━━━━━ Texte source

Le Premier ministre australien Albanese refuse de rencontrer la femme d'Assange

Dans un geste gratuit de mépris, le Premier ministre Anthony Albanese a refusé lundi de rencontrer Stella Assange, l'épouse de Julian Assange, le prisonnier politique le plus éminent d'Australie. Ce camouflet a eu lieu alors même que Stella était à l'intérieur du parlement fédéral, après s’être rendue dans le pays pour faire campagne pour la libération de son mari.

Stella Assange s'adresse au National Press Club à Canberra, Australie, le 22 mai 2023. [Photo: National Press Club]

Interrogé par le député indépendant Andrew Wilkie sur les raisons pour lesquelles il ne rencontrerait pas Mme Assange, Albanese a écarté la question en déclarant : « Qui je rencontre est déterminé par les priorités de mes engagements. »

━━━━━━━━━━
━━━━━ Lignes de données

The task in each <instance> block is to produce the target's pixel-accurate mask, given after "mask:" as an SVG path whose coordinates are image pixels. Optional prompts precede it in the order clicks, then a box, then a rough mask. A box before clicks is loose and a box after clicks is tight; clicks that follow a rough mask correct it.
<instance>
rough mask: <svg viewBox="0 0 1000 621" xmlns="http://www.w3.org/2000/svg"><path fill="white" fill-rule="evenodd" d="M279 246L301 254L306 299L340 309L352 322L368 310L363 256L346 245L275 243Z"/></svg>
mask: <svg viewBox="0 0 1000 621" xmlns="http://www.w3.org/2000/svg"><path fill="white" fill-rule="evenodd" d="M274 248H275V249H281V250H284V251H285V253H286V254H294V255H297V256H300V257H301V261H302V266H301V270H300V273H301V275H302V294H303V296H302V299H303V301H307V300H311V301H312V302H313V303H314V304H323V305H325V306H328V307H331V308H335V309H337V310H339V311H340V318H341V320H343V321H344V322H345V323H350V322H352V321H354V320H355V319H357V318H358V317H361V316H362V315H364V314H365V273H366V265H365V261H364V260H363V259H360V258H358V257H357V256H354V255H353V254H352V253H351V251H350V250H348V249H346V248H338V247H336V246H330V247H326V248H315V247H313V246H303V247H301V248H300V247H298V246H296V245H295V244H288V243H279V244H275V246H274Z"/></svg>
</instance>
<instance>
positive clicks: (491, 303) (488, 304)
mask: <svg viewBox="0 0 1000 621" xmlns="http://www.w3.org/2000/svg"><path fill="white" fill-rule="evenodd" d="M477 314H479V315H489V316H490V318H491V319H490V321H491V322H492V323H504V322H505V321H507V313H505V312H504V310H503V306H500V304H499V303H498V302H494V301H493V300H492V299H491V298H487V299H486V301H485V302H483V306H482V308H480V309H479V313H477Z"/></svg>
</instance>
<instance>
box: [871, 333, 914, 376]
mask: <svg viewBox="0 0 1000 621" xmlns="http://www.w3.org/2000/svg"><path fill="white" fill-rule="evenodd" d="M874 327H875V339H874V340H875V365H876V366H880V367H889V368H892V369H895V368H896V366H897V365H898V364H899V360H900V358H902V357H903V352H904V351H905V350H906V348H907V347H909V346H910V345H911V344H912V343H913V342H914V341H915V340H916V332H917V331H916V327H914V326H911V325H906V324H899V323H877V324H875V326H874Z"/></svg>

━━━━━━━━━━

Pouvez-vous recopier fidèlement le passage de l'article sur le refus d'Albanese, depuis « Le Premier ministre australien » jusqu'à « de son mari. » inclus ? Les lignes de données ci-dessus ne servent à rien ici.

# Réponse
Le Premier ministre australien Albanese refuse de rencontrer la femme d'Assange

Dans un geste gratuit de mépris, le Premier ministre Anthony Albanese a refusé lundi de rencontrer Stella Assange, l'épouse de Julian Assange, le prisonnier politique le plus éminent d'Australie. Ce camouflet a eu lieu alors même que Stella était à l'intérieur du parlement fédéral, après s’être rendue dans le pays pour faire campagne pour la libération de son mari.